◆ TO DO
• 1. From the Artemis passage, list every space mission it names.
• 2. Answer these questions from the Artemis passage:
(a) In what month and year did Artemis I launch?
(b) At which NASA site is the SLS rocket being assembled?
(c) Which rocket is intended to land NASA astronauts on the moon during Artemis III?
• 3. Carry the Artemis passage forward with the next few sentences after its final one.

Most observers had already considered a 2025 launch unlikely. That Orion craft’s ride into space—NASA’s Space Launch System (SLS) rocket—isn’t fully assembled at the agency’s Kennedy Space Center in Florida. That places it behind the pace set by its predecessor, the uncrewed Artemis I mission. Artemis I launched in November 2022, after its SLS had been fully assembled about a year in advance.
“The safety of our astronauts is always first in our decisions; it is our North Star,” said NASA administrator Bill Nelson in a press conference at the agency’s headquarters. “We do not fly until we are ready. We do not fly until we are confident that we have made the flight as safe as possible for the humans onboard. We need to do this next test flight, and we need to do it right—and that’s how the Artemis campaign proceeds.”
That said, agency officials are also thinking bigger about the program’s planned missions.
As originally conceived, Artemis II was a 2020s version of the 1968 mission Apollo 8, a no-frills journey around the moon and back to Earth to prove out NASA’s ability to send people safely to and from the lunar vicinity. But now that development of SpaceX’s Starship rocket is progressing rapidly, NASA officials are considering increasing the scope of Artemis II. Starship is intended to land NASA astronauts on the moon’s surface during the subsequent Artemis III mission, making the private rocket a crucial pillar of the public space agency’s ambitious plans for crewed lunar return.

Coordinate annotation records
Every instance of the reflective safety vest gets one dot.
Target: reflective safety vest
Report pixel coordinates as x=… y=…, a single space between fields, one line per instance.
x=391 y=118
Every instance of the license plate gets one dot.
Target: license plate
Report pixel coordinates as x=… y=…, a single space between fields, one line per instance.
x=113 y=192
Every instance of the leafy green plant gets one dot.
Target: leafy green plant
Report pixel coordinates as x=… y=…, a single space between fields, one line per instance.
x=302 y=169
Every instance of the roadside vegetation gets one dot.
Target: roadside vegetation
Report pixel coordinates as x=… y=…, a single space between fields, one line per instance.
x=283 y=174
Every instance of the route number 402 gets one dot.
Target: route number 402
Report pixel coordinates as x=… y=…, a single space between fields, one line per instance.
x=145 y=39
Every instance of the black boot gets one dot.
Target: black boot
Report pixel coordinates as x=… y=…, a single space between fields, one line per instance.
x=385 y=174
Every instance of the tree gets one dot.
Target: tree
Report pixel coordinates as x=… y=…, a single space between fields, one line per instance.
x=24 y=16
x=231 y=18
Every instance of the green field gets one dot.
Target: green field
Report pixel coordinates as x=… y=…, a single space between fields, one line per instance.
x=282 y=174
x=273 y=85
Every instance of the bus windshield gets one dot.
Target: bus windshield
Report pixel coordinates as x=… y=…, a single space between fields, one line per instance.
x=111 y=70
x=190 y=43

◆ SOLVED TASKS
• 1. Artemis I, Artemis II, Artemis III, Apollo 8

• 2.
(a) November 2022
(b) Kennedy Space Center in Florida
(c) SpaceX's Starship

• 3.
NASA is now exploring the possibility of launching a Starship in parallel with Artemis II, with an eye toward possibly rehearsing the sorts of maneuvers that will need to be performed between Starship and Orion during Artemis III, which would be the first crewed moon landing attempt since 1972.
“We always want to look for ways to exploit new technology [and] new capabilities that, even five years ago, seemed like they were a bit out of reach,” said Reid Wiseman, Artemis II’s commander, at last week’s press conference. “You’re going to ask an astronaut to do more on their mission? Bring it on.”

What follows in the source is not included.